*To be done*: Pull out each line of the listing below that contains the word "rocky".
──────── Records for the exercise ────────
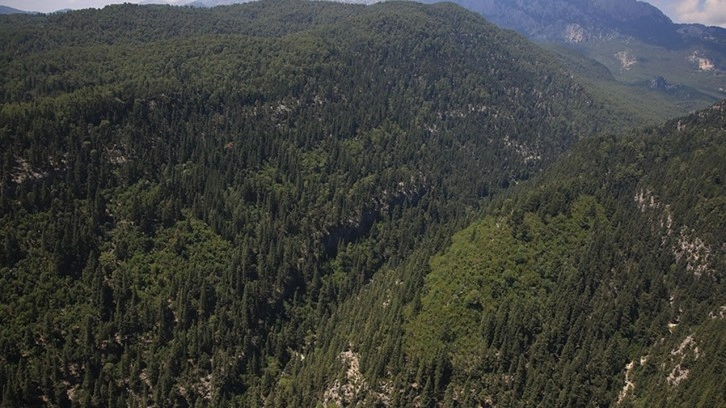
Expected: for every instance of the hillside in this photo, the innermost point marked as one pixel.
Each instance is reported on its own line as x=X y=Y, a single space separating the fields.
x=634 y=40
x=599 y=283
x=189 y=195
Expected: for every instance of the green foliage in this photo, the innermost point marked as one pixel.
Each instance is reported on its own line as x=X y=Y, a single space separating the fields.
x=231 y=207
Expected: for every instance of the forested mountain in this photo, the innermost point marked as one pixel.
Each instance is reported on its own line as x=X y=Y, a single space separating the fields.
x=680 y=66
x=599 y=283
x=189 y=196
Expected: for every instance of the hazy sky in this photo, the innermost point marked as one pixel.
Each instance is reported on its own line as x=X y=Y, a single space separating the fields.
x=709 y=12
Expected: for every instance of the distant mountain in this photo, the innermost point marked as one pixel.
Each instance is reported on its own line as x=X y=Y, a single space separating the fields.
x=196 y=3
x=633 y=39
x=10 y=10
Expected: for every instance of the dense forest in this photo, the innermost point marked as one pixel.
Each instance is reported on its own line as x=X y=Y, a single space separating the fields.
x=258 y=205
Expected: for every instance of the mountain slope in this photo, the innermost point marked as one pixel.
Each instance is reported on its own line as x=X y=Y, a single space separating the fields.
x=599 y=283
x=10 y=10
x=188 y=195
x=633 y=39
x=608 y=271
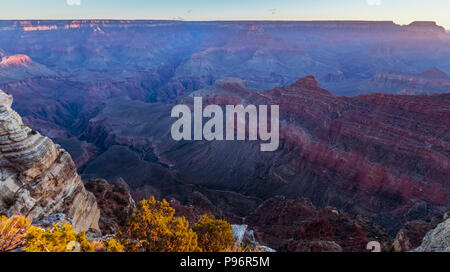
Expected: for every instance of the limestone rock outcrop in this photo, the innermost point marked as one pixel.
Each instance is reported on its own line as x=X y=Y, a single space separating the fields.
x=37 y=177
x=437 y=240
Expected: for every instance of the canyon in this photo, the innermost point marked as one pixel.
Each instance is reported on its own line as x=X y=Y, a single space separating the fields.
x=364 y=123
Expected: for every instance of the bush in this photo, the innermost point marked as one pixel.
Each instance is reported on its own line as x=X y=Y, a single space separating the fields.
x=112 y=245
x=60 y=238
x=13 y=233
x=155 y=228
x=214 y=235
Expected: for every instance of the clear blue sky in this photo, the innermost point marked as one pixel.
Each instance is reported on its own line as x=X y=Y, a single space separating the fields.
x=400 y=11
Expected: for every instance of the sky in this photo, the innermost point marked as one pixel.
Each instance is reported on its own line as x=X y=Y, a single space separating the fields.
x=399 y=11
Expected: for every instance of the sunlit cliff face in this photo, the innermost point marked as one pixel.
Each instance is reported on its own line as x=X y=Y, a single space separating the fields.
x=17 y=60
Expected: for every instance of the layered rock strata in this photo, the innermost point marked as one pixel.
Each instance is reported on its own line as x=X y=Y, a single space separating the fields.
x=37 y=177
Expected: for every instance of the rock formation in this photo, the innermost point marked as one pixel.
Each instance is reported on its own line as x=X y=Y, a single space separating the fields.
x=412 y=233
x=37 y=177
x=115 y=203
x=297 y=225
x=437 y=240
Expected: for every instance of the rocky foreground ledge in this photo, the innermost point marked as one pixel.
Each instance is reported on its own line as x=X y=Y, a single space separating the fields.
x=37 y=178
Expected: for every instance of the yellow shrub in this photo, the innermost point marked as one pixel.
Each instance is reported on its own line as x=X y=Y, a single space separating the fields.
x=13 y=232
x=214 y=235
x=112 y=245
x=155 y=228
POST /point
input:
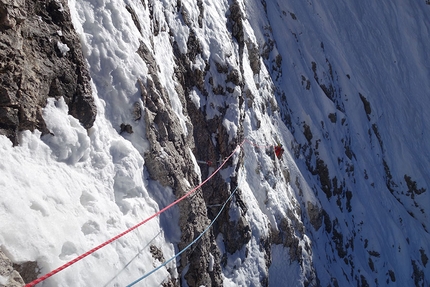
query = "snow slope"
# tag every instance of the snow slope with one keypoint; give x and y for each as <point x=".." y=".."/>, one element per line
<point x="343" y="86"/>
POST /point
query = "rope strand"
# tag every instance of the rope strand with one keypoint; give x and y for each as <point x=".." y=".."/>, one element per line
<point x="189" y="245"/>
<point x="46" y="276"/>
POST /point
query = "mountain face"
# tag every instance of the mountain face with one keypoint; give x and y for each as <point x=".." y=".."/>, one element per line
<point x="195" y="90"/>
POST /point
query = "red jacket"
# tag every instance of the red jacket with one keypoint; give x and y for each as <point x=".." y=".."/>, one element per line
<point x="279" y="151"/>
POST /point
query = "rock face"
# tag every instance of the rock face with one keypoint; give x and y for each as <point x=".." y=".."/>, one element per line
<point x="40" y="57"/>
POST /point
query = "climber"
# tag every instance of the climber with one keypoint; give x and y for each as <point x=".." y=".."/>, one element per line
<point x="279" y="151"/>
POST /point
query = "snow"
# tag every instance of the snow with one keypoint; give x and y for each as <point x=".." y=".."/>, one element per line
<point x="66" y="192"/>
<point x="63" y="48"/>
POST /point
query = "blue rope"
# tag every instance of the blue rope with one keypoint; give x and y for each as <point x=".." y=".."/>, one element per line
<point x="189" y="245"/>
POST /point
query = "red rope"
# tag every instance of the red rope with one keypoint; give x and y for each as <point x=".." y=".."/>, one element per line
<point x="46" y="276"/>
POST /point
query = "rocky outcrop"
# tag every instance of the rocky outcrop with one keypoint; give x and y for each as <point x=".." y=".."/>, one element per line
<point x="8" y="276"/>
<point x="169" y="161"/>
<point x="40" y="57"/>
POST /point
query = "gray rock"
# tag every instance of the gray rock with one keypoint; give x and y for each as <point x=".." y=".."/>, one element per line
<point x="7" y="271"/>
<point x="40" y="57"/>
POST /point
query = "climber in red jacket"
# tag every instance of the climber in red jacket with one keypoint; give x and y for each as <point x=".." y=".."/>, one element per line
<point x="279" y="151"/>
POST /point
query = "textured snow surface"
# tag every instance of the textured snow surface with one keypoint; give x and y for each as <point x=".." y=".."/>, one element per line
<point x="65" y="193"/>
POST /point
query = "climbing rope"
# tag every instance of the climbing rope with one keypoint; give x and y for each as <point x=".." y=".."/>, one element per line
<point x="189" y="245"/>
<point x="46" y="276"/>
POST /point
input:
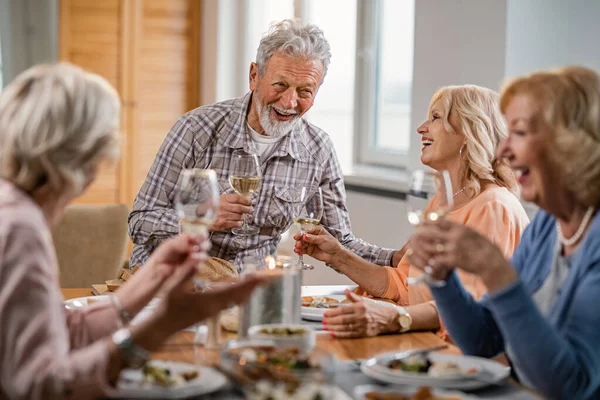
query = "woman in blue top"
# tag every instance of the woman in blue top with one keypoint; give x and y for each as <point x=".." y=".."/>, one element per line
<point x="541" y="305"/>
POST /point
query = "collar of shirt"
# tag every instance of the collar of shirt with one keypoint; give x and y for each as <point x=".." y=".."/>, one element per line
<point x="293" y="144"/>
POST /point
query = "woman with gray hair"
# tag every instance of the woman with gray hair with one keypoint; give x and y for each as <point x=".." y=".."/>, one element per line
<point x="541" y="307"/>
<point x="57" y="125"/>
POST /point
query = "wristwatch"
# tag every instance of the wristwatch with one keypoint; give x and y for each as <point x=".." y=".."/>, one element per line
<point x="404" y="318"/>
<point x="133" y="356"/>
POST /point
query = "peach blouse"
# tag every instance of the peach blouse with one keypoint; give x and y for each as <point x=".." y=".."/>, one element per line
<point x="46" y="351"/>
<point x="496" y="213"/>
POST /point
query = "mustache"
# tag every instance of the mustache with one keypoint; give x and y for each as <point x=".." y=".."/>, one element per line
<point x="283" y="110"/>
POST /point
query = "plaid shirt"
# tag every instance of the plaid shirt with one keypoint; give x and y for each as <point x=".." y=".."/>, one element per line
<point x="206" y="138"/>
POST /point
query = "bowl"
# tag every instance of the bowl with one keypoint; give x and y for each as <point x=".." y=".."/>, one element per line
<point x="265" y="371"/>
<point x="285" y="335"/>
────────
*Written answer*:
Expected: for every instance of the rocky foreground ledge in this photo, the innermost point marked as one pixel.
query = "rocky outcrop"
# tag every instance of the rocky outcrop with one keypoint; give x and y for each as <point x=".." y=".."/>, one element per line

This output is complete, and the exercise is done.